[[ RECORDS FOR THE EXERCISE, beginning ]]

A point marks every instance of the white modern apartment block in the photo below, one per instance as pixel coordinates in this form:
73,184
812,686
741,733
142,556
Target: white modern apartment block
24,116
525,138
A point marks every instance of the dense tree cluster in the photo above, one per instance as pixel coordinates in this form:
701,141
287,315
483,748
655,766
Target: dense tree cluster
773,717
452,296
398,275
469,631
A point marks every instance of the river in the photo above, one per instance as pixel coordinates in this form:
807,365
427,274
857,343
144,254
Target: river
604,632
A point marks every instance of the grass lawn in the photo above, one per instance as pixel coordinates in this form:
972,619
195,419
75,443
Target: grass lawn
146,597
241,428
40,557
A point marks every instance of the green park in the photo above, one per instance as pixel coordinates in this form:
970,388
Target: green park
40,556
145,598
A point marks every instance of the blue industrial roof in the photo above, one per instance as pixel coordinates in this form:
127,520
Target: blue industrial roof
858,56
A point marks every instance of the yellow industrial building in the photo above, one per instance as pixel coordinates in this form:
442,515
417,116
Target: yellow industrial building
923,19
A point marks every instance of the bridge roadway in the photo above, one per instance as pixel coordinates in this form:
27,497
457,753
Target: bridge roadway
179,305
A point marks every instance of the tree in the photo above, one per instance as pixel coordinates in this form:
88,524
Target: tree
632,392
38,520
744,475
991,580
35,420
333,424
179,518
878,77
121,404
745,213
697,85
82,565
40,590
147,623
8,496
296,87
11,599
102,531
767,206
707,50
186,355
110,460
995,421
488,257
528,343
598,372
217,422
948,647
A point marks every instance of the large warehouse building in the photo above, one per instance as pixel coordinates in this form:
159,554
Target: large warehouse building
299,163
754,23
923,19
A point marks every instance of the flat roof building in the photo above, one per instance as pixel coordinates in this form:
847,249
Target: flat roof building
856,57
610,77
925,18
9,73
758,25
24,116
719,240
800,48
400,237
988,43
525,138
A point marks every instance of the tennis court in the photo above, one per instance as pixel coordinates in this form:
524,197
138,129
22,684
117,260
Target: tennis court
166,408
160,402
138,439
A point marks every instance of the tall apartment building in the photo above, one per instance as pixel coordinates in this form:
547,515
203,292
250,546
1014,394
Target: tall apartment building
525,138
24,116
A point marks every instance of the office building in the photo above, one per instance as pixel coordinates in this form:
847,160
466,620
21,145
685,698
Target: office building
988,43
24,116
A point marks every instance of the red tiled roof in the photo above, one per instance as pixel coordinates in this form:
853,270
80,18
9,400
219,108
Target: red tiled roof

[[ RECORDS FOR THE EXERCISE, end ]]

Please copy every line from the entries that includes the word "tiled".

> _EXERCISE RESULT_:
A point marks every instance of the red tiled roof in the photo above, one per instance as pixel coordinates in this form:
Target: red tiled roof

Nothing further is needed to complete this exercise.